-- Short exercise --
Copy out exactly each line from the line with "Note: in this drill the class marks the ivy-covered" through the last line of the material below.

## Start

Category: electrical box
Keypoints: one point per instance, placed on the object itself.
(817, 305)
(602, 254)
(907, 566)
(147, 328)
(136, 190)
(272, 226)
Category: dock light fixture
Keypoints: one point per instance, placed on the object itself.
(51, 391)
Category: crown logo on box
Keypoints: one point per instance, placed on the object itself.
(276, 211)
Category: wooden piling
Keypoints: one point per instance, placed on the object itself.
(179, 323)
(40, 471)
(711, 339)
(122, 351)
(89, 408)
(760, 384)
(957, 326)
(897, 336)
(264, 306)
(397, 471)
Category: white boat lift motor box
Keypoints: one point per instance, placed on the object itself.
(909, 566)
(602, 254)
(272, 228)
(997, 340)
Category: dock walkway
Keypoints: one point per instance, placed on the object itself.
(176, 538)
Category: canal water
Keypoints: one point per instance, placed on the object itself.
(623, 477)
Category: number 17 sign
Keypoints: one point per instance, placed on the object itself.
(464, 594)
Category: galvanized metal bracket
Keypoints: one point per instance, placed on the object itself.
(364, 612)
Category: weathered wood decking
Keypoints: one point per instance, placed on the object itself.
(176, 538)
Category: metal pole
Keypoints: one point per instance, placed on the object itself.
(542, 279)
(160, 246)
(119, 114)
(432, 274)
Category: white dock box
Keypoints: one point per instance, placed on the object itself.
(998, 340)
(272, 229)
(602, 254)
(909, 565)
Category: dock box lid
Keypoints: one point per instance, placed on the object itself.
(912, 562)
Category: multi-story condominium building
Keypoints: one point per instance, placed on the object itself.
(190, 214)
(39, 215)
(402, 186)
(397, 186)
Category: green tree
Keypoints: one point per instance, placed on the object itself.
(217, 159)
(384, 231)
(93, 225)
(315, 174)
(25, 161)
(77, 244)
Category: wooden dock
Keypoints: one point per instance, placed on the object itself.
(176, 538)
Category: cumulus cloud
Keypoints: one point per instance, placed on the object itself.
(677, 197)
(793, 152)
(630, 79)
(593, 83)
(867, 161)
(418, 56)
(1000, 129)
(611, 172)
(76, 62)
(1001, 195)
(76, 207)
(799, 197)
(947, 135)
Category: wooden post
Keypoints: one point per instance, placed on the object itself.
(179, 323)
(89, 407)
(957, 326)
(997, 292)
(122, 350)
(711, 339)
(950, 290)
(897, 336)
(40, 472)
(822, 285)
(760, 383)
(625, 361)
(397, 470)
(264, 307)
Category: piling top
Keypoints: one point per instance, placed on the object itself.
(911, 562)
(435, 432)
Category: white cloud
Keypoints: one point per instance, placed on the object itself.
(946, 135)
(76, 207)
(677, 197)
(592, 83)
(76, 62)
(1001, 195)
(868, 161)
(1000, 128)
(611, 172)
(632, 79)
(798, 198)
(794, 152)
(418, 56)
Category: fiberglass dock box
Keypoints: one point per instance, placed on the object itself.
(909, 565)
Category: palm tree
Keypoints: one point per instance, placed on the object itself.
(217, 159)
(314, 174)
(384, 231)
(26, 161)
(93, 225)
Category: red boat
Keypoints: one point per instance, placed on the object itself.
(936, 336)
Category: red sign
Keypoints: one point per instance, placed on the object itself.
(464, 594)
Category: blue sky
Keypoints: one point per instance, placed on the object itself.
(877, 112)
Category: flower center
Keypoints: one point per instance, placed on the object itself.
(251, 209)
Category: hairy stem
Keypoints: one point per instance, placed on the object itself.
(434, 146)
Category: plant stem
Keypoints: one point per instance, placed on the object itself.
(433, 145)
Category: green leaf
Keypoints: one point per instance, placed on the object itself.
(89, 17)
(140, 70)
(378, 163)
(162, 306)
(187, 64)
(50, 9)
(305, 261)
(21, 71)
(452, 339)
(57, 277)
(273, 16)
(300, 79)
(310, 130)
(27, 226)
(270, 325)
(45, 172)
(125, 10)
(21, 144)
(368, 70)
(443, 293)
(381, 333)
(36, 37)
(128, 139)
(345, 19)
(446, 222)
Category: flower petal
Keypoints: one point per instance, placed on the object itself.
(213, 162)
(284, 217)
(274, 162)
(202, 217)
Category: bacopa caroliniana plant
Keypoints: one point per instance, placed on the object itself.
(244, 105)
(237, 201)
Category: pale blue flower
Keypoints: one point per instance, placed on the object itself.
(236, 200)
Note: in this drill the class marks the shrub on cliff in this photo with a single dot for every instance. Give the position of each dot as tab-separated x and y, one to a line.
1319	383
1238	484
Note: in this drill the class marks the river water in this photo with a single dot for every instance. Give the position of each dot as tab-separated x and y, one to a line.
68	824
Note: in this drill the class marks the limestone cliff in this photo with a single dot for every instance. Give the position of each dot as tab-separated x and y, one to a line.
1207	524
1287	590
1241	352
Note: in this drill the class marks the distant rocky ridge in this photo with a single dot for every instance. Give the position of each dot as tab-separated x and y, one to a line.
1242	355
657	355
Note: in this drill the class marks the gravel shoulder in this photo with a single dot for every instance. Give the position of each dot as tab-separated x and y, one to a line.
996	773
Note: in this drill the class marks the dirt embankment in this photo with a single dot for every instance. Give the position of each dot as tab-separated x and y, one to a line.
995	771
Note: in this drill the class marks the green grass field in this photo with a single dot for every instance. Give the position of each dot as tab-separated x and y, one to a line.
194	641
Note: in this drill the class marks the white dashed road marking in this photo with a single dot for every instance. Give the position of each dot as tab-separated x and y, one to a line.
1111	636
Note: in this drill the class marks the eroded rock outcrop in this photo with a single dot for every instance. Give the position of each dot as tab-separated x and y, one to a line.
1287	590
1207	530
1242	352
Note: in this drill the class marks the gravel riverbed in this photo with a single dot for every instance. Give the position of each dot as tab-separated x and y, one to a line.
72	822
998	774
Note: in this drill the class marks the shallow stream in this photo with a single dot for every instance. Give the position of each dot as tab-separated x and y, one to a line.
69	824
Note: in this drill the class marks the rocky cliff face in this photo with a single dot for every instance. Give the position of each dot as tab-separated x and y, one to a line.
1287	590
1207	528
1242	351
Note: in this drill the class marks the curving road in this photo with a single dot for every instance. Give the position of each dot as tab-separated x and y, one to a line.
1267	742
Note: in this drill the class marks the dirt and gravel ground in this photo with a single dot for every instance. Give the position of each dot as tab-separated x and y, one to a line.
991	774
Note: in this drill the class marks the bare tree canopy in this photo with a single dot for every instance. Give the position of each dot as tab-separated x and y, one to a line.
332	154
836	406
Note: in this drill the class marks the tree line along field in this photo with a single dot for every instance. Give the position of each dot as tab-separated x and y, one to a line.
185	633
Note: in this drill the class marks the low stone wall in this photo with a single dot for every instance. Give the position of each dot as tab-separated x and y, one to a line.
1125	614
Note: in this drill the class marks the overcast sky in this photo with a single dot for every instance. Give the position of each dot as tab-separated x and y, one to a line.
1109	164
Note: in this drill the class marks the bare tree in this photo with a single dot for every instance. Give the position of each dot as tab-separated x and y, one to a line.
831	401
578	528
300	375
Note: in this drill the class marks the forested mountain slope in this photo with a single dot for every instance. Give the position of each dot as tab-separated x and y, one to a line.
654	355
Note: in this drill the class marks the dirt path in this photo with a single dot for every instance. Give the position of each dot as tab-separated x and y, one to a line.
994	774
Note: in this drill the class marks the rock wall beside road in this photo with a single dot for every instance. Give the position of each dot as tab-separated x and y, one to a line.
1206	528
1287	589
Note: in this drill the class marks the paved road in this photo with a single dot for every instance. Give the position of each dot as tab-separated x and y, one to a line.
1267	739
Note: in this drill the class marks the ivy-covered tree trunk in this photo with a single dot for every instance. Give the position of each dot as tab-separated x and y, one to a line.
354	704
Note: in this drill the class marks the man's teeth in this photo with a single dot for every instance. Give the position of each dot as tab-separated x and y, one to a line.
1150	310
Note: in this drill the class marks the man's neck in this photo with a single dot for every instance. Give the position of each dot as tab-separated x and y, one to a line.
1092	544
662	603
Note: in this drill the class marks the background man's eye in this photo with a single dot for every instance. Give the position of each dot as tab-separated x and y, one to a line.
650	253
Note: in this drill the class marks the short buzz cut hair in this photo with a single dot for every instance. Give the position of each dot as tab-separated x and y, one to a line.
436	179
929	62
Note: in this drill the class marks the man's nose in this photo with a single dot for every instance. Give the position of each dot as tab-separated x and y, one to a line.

## End

-- Written answer --
Note: in this drill the class marks the ivy-covered tree trunk in this photo with a single dot for every instance. Give the position of each dot as tab-separated x and y, one to a line.
354	704
Note: in this drill the class marks the man's teeth in this photo with a single dot for every instance. Give the position of each dot as tab-separated x and y, one to a line.
1150	310
Note: in this drill the class marks the man's neck in this photo with a single dot for every instance. Give the position of each dot as tab-separated x and y, one to a line.
1092	544
662	603
Note: in this drill the class marks the background man's eye in this photo with a single dot for every instance. Give the position of each dot as tab-separated x and y, one to a line.
650	253
Note: in this drill the class marks the short buzz cut hair in this photo with a single dot for every instance. Give the position of each dot as tab-separated x and y, one to a line.
436	179
929	62
Note: in this drill the class marks the man's nose in this photo with a single dot for every instance. Give the position of each dot as tab-separated x and y, one to a line.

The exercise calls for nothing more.